- [Goal] Copy out, word for word, the passage of the Stowa Seatime Prodiver review below that opens with "One thing I" and closes with "intriguing diver's watch.".

- [Extract to read]
════════

# Stowa Seatime Prodiver Review



## ghingus (Jan 4, 2008)

One thing I have been surprised to see is that there is a scarcity of reviews for the Stowa Seatime Prodiver. Given Stowa's prestige, and the fact that this watch sits at the top of their line of dive watches, I would have expected more to be written on this model. It is perhaps this fact that has emboldened me to venture a review of this intriguing diver's watch.

Comfort:
My curse is that I expect my watches to be comfortable while at the same time I have a particular attraction to dive watches. These watches often are not the lightest, slimmest or frankly most comfortable on the wrist. Perhaps this is because when you are underwater, there is wetsuit between the watch and your skin, so what does it matter? Whatever the case, while I have enjoyed the practicality and cost/value ratio of the Seiko divers (Monster, Samurai, 007) they all have comfort issues for me. This is one thing that has pleasantly surprised me about the Prodiver. It is exceedingly balanced and comfortable on it's metal bracelet. Given it's dimensions and weight, this is quite an accomplishment!

════════

- [Stored rows]
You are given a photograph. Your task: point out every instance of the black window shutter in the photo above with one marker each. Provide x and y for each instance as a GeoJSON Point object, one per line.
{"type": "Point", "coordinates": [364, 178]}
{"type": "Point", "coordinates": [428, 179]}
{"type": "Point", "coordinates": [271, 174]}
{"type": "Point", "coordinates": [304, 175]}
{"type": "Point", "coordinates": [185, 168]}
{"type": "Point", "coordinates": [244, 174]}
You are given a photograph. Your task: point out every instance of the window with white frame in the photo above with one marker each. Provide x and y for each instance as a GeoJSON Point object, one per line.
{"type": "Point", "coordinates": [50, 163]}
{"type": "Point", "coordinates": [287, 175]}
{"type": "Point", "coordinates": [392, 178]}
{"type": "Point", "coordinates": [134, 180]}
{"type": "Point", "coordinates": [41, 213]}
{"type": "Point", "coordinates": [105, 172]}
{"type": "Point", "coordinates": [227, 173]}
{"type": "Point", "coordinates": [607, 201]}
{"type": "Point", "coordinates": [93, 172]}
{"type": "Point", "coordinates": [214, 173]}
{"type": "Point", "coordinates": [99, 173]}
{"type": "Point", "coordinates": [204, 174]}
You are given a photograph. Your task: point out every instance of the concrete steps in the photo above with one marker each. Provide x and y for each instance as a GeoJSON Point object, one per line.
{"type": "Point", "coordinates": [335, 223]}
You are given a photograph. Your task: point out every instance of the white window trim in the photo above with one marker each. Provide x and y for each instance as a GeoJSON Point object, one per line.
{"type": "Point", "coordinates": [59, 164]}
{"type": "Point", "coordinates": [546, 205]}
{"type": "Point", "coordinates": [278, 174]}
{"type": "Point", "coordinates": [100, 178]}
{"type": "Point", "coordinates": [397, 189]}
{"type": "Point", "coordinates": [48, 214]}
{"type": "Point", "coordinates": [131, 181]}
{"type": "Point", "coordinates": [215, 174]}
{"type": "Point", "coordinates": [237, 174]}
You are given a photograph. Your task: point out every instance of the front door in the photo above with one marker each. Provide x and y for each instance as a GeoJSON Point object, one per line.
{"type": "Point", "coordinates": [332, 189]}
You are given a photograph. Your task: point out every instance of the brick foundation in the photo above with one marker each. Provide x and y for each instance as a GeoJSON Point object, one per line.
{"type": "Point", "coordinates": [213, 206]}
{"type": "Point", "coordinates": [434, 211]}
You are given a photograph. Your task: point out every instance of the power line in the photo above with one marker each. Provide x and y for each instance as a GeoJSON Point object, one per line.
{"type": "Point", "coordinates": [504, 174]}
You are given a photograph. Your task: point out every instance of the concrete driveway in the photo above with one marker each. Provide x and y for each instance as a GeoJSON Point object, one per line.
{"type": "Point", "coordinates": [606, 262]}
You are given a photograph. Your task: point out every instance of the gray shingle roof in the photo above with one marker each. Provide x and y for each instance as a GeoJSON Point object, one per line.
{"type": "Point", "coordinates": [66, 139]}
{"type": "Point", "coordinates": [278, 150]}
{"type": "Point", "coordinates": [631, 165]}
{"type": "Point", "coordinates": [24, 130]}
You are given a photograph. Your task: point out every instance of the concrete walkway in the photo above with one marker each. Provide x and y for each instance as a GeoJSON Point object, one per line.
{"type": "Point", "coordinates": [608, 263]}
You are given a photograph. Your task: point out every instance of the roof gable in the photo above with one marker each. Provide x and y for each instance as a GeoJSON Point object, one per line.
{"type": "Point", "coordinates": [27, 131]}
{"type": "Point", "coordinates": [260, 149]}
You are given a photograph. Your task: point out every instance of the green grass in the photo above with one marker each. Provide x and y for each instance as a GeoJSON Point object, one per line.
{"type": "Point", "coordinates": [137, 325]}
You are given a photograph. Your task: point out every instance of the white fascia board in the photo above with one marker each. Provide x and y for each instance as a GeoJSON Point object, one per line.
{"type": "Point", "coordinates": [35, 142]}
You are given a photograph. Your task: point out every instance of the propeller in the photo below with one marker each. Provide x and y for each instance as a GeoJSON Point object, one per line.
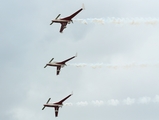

════════

- [Response to the exercise]
One thing I have been surprised to see is that there is a scarcity of reviews for the Stowa Seatime Prodiver. Given Stowa's prestige, and the fact that this watch sits at the top of their line of dive watches, I would have expected more to be written on this model. It is perhaps this fact that has emboldened me to venture a review of this intriguing diver's watch.